TASK DETAILS
Decide whether each statement agrees with the interview account, answering yes or no and quoting the words of the account that settle it: (a) Lehman shortlisted 21 people for New York and 9 for Tokyo; (b) the writer spent about a week preparing for the interview; (c) Sumant was a year junior to the writer at IIT Madras.
— Start of DOCUMENT EXTRACT —
Lehman Brothers was recruiting Sales, Trading & Research in Tokyo, and Investment Banking in New York. If that sounds like greek, read Vault’s report on investment banking.
They seemed disappointed at the number of questions that came their way during their pre-placement presentation. There were hoping for a lot more, and agressive, questions. The people who came included Alan Cutter, Pamella, Isabella, Sarab Bhutani (all from New York), Dalip Awasthi and Sumant Gupta. They shortlisted 21 people for New York and 9 people for Tokyo. Rajesh Dalmia and I were on both shortlists.
My preparation for the interview was minimal. I went through the day’s newspapers; found out Lehman’s and IBM’s stock price (IBM because I used to work there); the Sensex, NASDAQ, Nikkei, etc. Read an article in the Economist on Central Banks (Sept ’99). Overall, I put in about 3 hours on the previous day.
The first interview was with Dalip and Sumant. They had split themselves into 3 panels. Dalip and Sumant were for STR, while the others interviewed the remaining candidates. Sumant’s opening question was, “So you were at IIT Madras?” He was from IITM too. A year senior to me. I said, “Yeah. You were at Jamuna Hostel, right?” We went on a bit about IITM after that.
- What were you doing at IBM? (We went into quite a bit of detail.)
- What are your hobbies? (Again, quite a bit of detail.)
- How do you value technology stocks? (This is where I scored. I said nobody knows.)
- How did you find Japan in your earlier visits?
Sumant advised me to speak a little slower, and sent me to the next panel. Isabella and Sarab asked me about my long term plans, my intentions to work abroad, and whether I preferred I-Banking or STR. I said, “Equity research looks the most attractive, based on what I hear.” After a while, Sumand and Dalip called me back and asked a bit about basketball. With that, the STR interviews were closed. By 11PM, they announced that Manoj would be going to New York, and I would be working in Tokyo.
- The resume matters a lot. I filled mine with what looks ‘impressive’, and was shortlisted for both I-Banking and STR.
- Lehman’s shortlisting parameters are: a good academic record, work experience in a reputed firm, and extra-curriculars — strictly in that order.
- It helps to have a senior in the panel. (Manoj is from the IITs too.)
- I think my work experience and prior travel to Japan worked in my favour too.
If I were preparing again for the Lehman Brothers summer interview, here’s how I’d go about it.
— End of DOCUMENT EXTRACT —
— Start of EXTRACTED RECORDS —
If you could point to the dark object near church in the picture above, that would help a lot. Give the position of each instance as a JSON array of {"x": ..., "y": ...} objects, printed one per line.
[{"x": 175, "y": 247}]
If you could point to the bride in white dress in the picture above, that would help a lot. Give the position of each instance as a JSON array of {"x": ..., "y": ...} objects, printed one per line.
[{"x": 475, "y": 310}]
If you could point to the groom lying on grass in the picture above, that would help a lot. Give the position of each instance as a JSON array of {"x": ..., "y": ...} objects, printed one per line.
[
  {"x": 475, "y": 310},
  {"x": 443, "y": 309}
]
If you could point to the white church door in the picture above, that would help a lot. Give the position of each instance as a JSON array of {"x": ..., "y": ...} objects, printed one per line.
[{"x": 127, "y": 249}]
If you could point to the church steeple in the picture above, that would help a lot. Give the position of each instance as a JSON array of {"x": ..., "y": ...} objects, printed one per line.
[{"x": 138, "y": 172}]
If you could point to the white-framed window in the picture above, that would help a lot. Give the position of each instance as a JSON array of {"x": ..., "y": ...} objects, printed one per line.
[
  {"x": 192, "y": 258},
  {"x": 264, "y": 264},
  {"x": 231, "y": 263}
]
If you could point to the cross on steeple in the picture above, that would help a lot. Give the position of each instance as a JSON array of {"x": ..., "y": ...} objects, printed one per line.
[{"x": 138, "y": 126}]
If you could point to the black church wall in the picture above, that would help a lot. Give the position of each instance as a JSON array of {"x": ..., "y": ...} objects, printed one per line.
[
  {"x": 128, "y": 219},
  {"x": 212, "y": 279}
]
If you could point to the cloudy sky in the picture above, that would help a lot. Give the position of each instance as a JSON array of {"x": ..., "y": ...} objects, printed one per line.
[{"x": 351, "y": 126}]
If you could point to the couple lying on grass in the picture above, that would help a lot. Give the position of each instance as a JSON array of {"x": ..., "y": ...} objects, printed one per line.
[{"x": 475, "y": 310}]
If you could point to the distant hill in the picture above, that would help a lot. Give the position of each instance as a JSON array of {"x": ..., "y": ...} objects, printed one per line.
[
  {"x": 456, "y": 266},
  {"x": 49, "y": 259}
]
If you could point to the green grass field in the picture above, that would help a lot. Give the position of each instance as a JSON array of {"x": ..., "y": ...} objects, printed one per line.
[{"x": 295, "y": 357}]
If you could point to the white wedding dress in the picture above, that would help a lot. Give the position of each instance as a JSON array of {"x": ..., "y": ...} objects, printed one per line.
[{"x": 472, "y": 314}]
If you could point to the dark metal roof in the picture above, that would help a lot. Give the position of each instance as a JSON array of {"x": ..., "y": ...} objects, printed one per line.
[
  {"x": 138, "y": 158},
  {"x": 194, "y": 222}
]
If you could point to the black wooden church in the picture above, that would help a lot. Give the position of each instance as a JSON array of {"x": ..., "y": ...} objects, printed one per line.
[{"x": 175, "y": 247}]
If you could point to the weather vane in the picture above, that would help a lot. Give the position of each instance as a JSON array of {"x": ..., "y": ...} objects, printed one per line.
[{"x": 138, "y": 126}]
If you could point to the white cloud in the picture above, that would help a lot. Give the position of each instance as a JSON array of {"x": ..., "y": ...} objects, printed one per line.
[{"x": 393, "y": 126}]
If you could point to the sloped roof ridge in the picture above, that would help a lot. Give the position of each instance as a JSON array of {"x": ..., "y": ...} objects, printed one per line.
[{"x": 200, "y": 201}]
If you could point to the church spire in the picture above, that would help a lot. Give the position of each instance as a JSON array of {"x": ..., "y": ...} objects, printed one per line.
— End of EXTRACTED RECORDS —
FINAL ANSWER
(a) Yes: "They shortlisted 21 people for New York and 9 people for Tokyo."
(b) No: "Overall, I put in about 3 hours on the previous day."
(c) No: "A year senior to me."